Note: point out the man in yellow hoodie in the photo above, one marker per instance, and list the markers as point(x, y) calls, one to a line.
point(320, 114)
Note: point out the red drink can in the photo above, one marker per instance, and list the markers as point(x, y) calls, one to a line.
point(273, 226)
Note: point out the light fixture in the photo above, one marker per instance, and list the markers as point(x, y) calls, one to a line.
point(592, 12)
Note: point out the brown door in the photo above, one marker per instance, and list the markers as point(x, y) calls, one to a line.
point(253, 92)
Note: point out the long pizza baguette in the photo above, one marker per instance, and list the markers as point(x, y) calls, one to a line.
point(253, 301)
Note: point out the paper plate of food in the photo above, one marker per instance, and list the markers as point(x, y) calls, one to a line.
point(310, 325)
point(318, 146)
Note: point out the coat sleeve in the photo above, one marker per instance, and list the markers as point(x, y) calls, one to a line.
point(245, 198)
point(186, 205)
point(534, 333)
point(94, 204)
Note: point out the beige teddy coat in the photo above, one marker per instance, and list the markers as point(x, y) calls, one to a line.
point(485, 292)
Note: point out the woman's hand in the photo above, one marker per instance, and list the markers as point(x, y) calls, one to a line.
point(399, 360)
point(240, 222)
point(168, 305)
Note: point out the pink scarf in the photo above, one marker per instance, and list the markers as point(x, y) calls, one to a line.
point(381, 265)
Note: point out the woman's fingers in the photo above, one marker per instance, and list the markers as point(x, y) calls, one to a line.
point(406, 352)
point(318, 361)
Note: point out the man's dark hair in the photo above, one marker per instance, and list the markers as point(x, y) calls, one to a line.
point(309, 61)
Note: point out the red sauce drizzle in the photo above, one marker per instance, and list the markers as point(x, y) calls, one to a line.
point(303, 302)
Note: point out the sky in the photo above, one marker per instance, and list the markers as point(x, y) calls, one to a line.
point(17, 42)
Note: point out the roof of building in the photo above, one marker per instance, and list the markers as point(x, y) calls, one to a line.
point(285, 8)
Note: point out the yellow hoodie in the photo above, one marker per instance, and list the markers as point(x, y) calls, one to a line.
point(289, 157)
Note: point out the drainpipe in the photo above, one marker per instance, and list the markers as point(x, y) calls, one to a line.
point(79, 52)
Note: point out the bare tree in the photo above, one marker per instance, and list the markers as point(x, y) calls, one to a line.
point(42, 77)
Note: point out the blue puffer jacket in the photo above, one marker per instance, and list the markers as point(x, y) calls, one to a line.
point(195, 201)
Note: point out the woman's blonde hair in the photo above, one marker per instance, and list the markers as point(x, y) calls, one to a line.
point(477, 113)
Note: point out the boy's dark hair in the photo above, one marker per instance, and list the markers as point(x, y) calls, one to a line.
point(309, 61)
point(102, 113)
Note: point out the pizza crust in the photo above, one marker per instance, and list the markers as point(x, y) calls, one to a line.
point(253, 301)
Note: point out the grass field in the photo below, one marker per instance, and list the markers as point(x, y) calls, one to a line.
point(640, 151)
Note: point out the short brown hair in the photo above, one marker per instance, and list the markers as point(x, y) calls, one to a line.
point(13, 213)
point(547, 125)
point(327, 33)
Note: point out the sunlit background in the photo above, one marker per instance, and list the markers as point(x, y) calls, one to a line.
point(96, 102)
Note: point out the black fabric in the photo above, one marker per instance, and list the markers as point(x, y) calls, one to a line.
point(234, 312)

• WHAT THE TASK ASKS
Nothing in the listing above may be altered; transcribe all of it.

• PROBLEM SOLUTION
Note: point out the man in yellow hoodie in the photo above, one marker per instance, and list the markers as point(x, y) calls, one to a line.
point(320, 114)
Note: point out the red drink can in the photo above, one marker per instance, and list the markers as point(x, y) calls, one to a line.
point(273, 226)
Note: point out the light fixture in the photo above, one marker per instance, and list the markers as point(x, y) calls, one to a line.
point(592, 12)
Note: point out the brown door in the photo above, one marker per instance, and list the markers as point(x, y) calls, one to a line.
point(253, 92)
Note: point out the long pizza baguette in the photo above, one marker per instance, and list the markers as point(x, y) calls, one to a line.
point(253, 301)
Note: point out the paper plate of food in the photo above, one marker per instance, and list the markers as point(x, y) calls, one to a line.
point(310, 325)
point(318, 146)
Note: point out the coat sleeve in the photo above, one marker per instance, and list the markers as point(x, y) calls, one to a line.
point(245, 198)
point(186, 205)
point(534, 333)
point(94, 204)
Note: point out the beige teddy coat in the photo above, one marker per instance, and list the markers as point(x, y) calls, one to a line.
point(485, 292)
Note: point out the woman's hand in the photo above, one marker per instance, and list the markers as point(x, y) calls, one to a line.
point(399, 360)
point(240, 222)
point(168, 305)
Note: point out the pink scarf in the photo above, one marker per instance, and list the markers as point(x, y) calls, one to a line.
point(381, 265)
Note: point out the woman's fingers in the photo above, one marker per instance, and list the markers as point(x, y) calls, one to a line.
point(406, 352)
point(318, 361)
Note: point out the man's dark hair in the photo above, one marker per instance, and list the markers as point(x, y) calls, one to a line.
point(309, 61)
Note: point out the red sauce drizzle in the photo above, one marker per instance, and list the markers as point(x, y) calls, one to a line.
point(303, 302)
Note: point out the sky in the photo above, one marker per instance, and list the markers as point(x, y) calls, one to a line.
point(17, 42)
Note: point out the roof of building in the photo above, one marker per instance, and list the markers as point(x, y) calls, one to a line.
point(285, 8)
Note: point out the yellow hoodie in the photo above, one marker per instance, and list the markers as point(x, y) calls, one to a line.
point(289, 157)
Note: point out the drainpipe in the photo above, one marker per instance, and list the markers as point(x, y) calls, one to a line.
point(79, 52)
Note: point out the bare tree in the photo above, one marker per instance, and list the markers as point(x, y) calls, one to a line.
point(42, 77)
Note: point out the blue puffer jacket in the photo above, one marker per instance, and list the markers as point(x, y) calls, one to a line.
point(195, 201)
Note: point out the woman's blonde hair in the photo above, one marker per instance, and list the markers as point(x, y) calls, one to a line.
point(477, 113)
Note: point out the boy's dark hair in the photo above, one marker per instance, and list the markers as point(x, y) calls, one to a line.
point(309, 61)
point(102, 113)
Note: point out the pizza crust in the photo above, one marker per instance, and list the markers as point(x, y) calls, one to a line.
point(253, 301)
Note: point out the grass field in the photo below, one marker per instance, and list the markers as point(x, y) calls, one to a line.
point(640, 151)
Note: point out the short brown hair in the photo above, one marker per instance, and list the markers as point(x, y) calls, one to a line.
point(13, 213)
point(547, 125)
point(327, 33)
Note: point out the sunlit background in the photo above, one marker per instance, and list the markers as point(x, y) calls, one to a line.
point(96, 102)
Note: point out the black fabric in the photo above, one marker per instance, and list the markers as point(x, y) calls, one to a line.
point(234, 312)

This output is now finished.